Quoted passage
The compositional nature of part-based models is also the basis for Convolutional Neural Networks (CNNs). While traditional part-based models can be seen as shallow networks where the representations are hand-designed, CNNs learn all the model parameters from raw pixels to image labels in an end-to-end manner using a deeper architecture. When trained on large labeled datasets, deep CNNs have led to breakthrough results on a number of recognition tasks [44, 48, 87], and are currently the dominant approach for nearly all visual recognition problems.

Beyond recognition, a set of parts provides a means for a human to indicate the pose and articulation of an object. This is useful for recognition with humans “in the loop” where a person can annotate a part of the object to guide recognition. For instance, Branson et al.  [13] interactively categorize birds by asking users to click on discriminative parts leading to significant improvement over the computer vision only baseline. In such cases it is desirable that the parts represent semantically aligned concepts since it involves communication with a human.

Along with parts, visual attributes provide a means to model the appearance of objects. The word “attribute” is extremely generic as it can refer to any property that might be associated with an object. Attributes can describe an entire object or a part, e.g., a tall person or a long nose. Attributes can refer to low-level properties such as color and texture, or high-level properties such as age and gender of a person. Attributes can be shared across categories, e.g., both a dog and a cat can be “furry”, allowing the description of previously unseen categories. Semantically aligned attributes provide a basis for learning interpretable visual classifiers [33], create classifiers for unseen categories [52], debugging recognition systems through attribute-based explanations [3, 76], and providing human feedback during learning and inference [14, 46, 51, 78].

Objectives
A: Summarize the text on parts and attributes in two sentences.
B: From the text on parts and attributes, quote the passage that begins with the words "The compositional nature" and ends with "visual recognition problems.".
C: Render this sentence from the text on parts and attributes in Spanish: "The word “attribute” is extremely generic as it can refer to any property that might be associated with an object."
The records that come next are separate material and are not part of the text on parts and attributes.

Material supplied

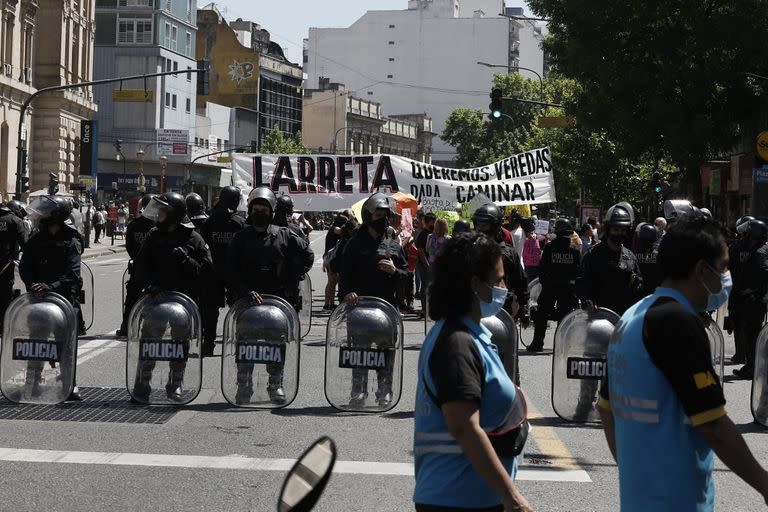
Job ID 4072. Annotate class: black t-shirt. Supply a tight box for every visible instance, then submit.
[600,297,725,426]
[429,322,485,406]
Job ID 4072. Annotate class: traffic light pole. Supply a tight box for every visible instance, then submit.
[14,64,208,201]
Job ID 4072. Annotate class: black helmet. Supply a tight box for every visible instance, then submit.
[603,204,633,229]
[472,203,504,231]
[362,192,394,223]
[452,220,472,236]
[184,192,206,220]
[248,186,277,214]
[555,218,573,236]
[216,185,242,211]
[141,194,155,208]
[29,195,72,224]
[7,199,27,219]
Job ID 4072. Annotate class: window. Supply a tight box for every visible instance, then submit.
[171,25,179,50]
[117,16,152,44]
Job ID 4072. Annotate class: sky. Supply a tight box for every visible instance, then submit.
[197,0,525,63]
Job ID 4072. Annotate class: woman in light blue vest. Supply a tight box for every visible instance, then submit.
[414,233,533,512]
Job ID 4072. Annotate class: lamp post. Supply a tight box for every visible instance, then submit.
[159,155,168,194]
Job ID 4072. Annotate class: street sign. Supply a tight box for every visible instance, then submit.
[112,89,155,103]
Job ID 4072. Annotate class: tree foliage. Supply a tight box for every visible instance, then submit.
[529,0,768,182]
[261,125,309,155]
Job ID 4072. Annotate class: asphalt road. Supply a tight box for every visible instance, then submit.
[0,233,768,512]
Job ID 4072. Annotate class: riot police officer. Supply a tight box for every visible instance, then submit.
[0,203,27,331]
[577,203,643,315]
[117,194,155,336]
[527,219,581,352]
[728,220,768,379]
[635,222,661,297]
[472,203,530,325]
[227,187,314,404]
[200,186,245,356]
[339,192,408,407]
[19,195,83,400]
[184,192,208,233]
[132,192,212,401]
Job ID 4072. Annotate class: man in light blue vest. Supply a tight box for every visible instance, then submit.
[599,213,768,512]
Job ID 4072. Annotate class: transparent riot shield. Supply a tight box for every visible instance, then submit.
[751,325,768,427]
[552,308,619,423]
[0,292,77,404]
[299,274,312,338]
[482,309,519,383]
[325,297,403,413]
[80,262,96,331]
[125,292,203,405]
[705,317,725,382]
[221,295,301,409]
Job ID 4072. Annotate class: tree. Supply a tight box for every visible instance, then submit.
[529,0,768,183]
[261,125,309,155]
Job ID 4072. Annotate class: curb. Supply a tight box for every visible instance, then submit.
[80,245,126,260]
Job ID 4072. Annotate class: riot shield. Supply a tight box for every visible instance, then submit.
[221,295,301,409]
[125,292,203,405]
[299,274,312,338]
[0,292,77,404]
[80,262,96,331]
[751,325,768,427]
[325,297,403,413]
[482,309,519,384]
[552,308,619,423]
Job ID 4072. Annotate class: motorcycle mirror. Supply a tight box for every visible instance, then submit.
[277,437,336,512]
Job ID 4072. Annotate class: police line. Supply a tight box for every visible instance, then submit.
[232,147,557,211]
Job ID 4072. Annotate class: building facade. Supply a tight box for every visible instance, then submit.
[304,0,528,165]
[94,0,198,199]
[303,79,435,162]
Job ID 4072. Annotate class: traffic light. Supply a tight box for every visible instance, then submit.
[48,172,59,196]
[197,59,211,96]
[488,87,504,121]
[653,171,661,194]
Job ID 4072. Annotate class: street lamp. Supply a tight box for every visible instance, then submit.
[477,61,544,102]
[160,155,168,194]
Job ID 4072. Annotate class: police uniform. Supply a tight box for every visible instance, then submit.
[528,235,581,351]
[598,287,725,512]
[0,205,27,330]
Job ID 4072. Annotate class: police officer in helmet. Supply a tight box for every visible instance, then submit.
[200,186,245,356]
[577,203,643,315]
[19,195,83,400]
[133,192,212,401]
[0,201,27,330]
[528,219,581,352]
[117,194,155,336]
[184,192,208,233]
[339,192,408,407]
[472,203,530,325]
[728,219,768,380]
[227,187,314,404]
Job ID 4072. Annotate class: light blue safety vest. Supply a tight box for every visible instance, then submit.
[413,316,524,508]
[608,287,715,512]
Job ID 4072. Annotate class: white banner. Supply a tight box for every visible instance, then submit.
[232,148,556,211]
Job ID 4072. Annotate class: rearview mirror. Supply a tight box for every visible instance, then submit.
[277,437,336,512]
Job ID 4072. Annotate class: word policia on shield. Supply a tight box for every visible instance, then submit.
[232,148,556,211]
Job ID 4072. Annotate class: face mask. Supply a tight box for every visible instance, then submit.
[475,285,508,318]
[701,265,733,311]
[371,217,389,236]
[251,213,271,228]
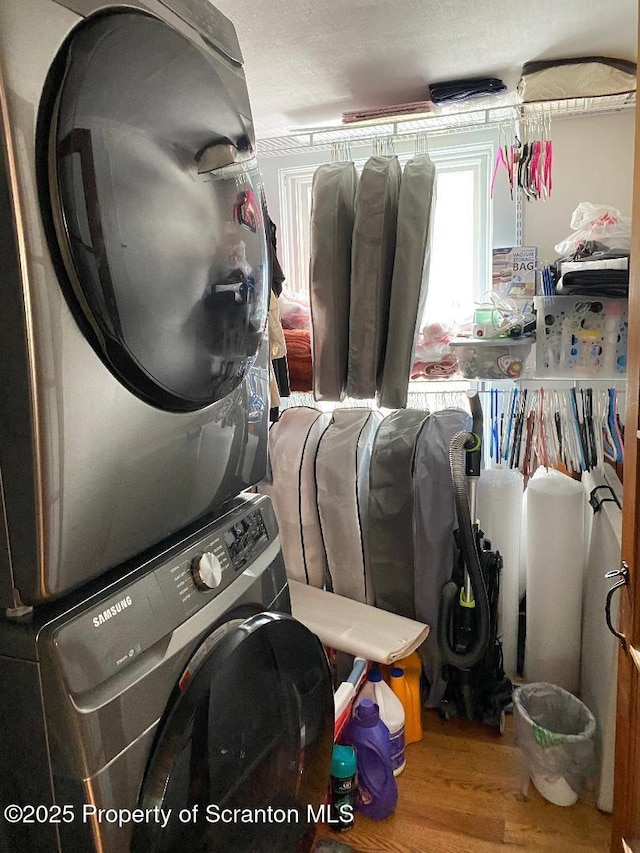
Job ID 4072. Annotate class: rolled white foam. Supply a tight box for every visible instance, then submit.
[524,471,585,693]
[478,468,524,676]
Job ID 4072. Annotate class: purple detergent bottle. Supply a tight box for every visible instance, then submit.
[341,699,398,820]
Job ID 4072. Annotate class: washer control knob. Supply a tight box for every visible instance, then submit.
[191,551,222,590]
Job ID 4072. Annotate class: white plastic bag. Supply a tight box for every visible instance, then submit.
[554,201,631,256]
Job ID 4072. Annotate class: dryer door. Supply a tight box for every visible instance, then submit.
[132,613,333,853]
[39,10,269,411]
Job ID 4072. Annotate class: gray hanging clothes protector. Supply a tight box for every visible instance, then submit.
[309,163,358,401]
[347,155,402,400]
[378,154,436,409]
[258,406,331,588]
[316,408,382,604]
[367,409,429,619]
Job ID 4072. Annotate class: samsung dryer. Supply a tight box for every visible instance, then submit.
[0,495,333,853]
[0,0,270,607]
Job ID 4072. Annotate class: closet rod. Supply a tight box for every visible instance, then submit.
[257,93,635,156]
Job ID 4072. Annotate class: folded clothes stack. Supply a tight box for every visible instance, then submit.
[342,101,433,124]
[411,323,458,379]
[411,355,458,379]
[284,329,313,391]
[429,77,507,104]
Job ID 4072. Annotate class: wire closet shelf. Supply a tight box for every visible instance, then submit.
[257,92,636,157]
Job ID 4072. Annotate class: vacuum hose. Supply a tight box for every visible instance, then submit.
[438,432,491,669]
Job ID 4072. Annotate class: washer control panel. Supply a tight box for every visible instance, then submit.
[191,551,222,591]
[222,510,268,572]
[52,495,278,694]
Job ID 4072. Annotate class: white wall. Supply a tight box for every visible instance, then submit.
[523,110,635,263]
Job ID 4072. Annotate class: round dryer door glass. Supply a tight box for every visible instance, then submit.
[40,11,269,411]
[132,613,333,853]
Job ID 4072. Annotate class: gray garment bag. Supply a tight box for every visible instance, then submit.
[347,156,402,400]
[378,154,436,409]
[309,163,358,400]
[258,406,331,588]
[413,409,471,708]
[367,409,428,619]
[316,408,382,604]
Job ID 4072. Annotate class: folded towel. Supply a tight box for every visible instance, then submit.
[289,580,429,664]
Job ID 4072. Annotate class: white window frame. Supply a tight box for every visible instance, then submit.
[278,139,495,301]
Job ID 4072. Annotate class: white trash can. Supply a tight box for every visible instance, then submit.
[513,682,596,806]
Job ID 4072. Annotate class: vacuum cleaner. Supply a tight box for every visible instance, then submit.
[438,391,513,734]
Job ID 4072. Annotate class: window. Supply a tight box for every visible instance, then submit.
[279,141,494,328]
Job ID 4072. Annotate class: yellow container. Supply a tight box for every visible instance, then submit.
[389,656,422,743]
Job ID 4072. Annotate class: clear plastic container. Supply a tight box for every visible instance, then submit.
[449,337,535,379]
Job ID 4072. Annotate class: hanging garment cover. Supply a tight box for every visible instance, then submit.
[413,409,471,708]
[378,154,436,409]
[316,408,382,604]
[347,156,402,400]
[366,409,428,619]
[258,406,331,587]
[309,163,358,400]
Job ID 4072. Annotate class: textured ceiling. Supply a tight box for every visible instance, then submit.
[213,0,638,139]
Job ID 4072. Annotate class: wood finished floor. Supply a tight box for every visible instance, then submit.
[317,711,611,853]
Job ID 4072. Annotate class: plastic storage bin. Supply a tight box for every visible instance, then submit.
[513,681,596,806]
[449,337,534,379]
[534,296,628,379]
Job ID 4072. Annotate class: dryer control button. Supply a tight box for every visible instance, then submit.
[191,551,222,590]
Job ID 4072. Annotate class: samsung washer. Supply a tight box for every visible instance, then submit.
[0,0,270,607]
[0,495,333,853]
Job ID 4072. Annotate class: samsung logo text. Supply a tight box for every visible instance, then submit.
[93,595,133,628]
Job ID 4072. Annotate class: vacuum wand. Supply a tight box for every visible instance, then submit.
[463,391,483,602]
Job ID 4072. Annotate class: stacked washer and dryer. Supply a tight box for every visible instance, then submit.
[0,0,333,853]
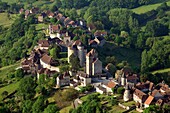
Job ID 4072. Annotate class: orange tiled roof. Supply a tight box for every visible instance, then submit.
[144,96,154,105]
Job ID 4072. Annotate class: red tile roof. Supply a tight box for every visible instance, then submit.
[41,54,52,64]
[38,40,50,47]
[107,81,116,88]
[134,89,147,99]
[144,96,154,105]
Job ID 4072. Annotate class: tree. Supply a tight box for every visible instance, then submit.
[115,36,123,46]
[51,4,60,12]
[50,18,57,24]
[163,104,170,113]
[18,76,36,100]
[145,21,169,37]
[32,96,45,113]
[43,104,59,113]
[117,87,125,94]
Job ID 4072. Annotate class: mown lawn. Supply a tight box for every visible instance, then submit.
[35,23,48,31]
[2,0,17,4]
[0,13,17,27]
[60,105,73,113]
[152,68,170,74]
[0,62,20,78]
[99,42,141,68]
[0,81,20,100]
[132,1,170,14]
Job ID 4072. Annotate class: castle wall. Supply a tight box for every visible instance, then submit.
[92,60,102,75]
[78,46,85,67]
[86,56,93,75]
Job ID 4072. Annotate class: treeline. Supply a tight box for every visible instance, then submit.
[0,0,23,13]
[56,0,153,9]
[0,15,44,66]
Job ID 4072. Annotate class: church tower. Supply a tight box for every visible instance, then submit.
[86,53,93,75]
[121,73,126,86]
[123,84,131,102]
[77,43,85,67]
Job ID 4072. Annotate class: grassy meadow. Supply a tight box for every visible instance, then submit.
[99,42,141,67]
[0,81,20,100]
[132,1,170,14]
[0,63,20,79]
[0,13,17,27]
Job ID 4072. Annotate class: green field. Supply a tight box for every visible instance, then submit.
[60,105,73,113]
[0,13,17,27]
[132,1,170,14]
[0,63,20,78]
[99,42,141,67]
[2,0,17,4]
[0,81,19,100]
[35,23,48,31]
[152,68,170,74]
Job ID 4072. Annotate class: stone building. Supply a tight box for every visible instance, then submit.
[86,49,102,75]
[57,72,70,87]
[68,40,87,67]
[123,84,131,102]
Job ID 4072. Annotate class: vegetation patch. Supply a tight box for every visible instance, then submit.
[0,13,16,27]
[132,1,170,14]
[0,81,20,100]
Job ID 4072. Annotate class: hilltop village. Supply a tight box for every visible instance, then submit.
[20,7,170,112]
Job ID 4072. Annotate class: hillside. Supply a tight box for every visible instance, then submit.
[132,1,170,14]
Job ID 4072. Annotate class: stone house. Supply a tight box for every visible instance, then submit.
[89,40,98,48]
[25,9,30,19]
[37,68,56,79]
[96,86,106,94]
[102,81,118,93]
[38,40,50,50]
[133,89,148,106]
[94,37,106,46]
[48,24,63,40]
[67,40,87,66]
[86,49,102,76]
[144,95,154,108]
[40,54,60,72]
[70,71,92,86]
[38,12,47,22]
[57,72,70,87]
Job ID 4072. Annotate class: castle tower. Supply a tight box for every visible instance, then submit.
[77,45,85,67]
[86,49,97,75]
[48,24,53,34]
[121,73,126,86]
[123,84,131,102]
[67,46,74,63]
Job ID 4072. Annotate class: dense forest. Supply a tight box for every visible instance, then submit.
[0,0,170,72]
[0,0,170,113]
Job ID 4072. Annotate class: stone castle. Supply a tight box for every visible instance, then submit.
[68,40,87,67]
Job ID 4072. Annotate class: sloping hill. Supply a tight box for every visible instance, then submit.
[132,1,170,14]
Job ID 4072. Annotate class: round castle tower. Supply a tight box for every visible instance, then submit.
[123,84,130,102]
[67,46,74,63]
[121,73,126,86]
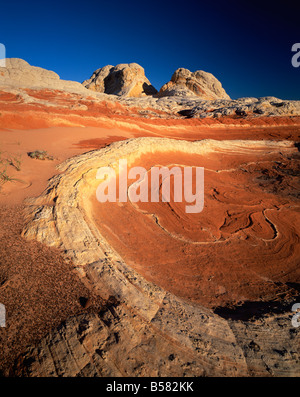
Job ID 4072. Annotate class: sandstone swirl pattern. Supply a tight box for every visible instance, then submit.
[15,138,300,376]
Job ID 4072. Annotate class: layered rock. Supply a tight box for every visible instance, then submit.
[0,58,91,93]
[82,63,157,97]
[159,68,230,100]
[18,138,300,376]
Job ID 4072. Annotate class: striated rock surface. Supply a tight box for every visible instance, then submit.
[14,138,300,376]
[82,63,157,97]
[0,58,92,92]
[159,68,230,100]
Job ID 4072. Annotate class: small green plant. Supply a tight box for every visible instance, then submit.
[0,168,17,185]
[7,155,21,171]
[0,152,22,187]
[27,150,54,160]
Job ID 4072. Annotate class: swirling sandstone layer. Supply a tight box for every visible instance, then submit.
[15,138,300,376]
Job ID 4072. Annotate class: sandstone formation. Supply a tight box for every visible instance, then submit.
[159,68,230,100]
[0,58,94,92]
[14,138,300,376]
[82,63,157,97]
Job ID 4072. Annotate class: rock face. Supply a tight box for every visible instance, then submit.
[0,58,91,93]
[159,68,230,100]
[82,63,157,97]
[14,138,300,376]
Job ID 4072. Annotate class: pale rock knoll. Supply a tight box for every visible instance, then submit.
[0,58,92,93]
[159,68,230,100]
[82,63,157,97]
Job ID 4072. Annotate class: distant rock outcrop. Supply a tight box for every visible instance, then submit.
[0,58,86,92]
[82,63,157,97]
[159,68,230,99]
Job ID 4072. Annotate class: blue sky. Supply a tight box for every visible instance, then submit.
[0,0,300,99]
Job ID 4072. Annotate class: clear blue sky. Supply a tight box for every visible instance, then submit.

Exercise results
A: CNNs share the compositional basis of part-based models but learn every parameter end-to-end from raw pixels through a deeper architecture, and they are now the dominant approach for nearly all visual recognition problems. Parts also let a person indicate an object's pose to guide recognition, while attributes describe properties of whole objects or parts that can be shared across categories and that support interpretable classifiers, classifiers for unseen categories, debugging, and human feedback.

B:
The compositional nature of part-based models is also the basis for Convolutional Neural Networks (CNNs). While traditional part-based models can be seen as shallow networks where the representations are hand-designed, CNNs learn all the model parameters from raw pixels to image labels in an end-to-end manner using a deeper architecture. When trained on large labeled datasets, deep CNNs have led to breakthrough results on a number of recognition tasks [44, 48, 87], and are currently the dominant approach for nearly all visual recognition problems.

C: La palabra «atributo» es extremadamente genérica, ya que puede referirse a cualquier propiedad que pueda estar asociada con un objeto.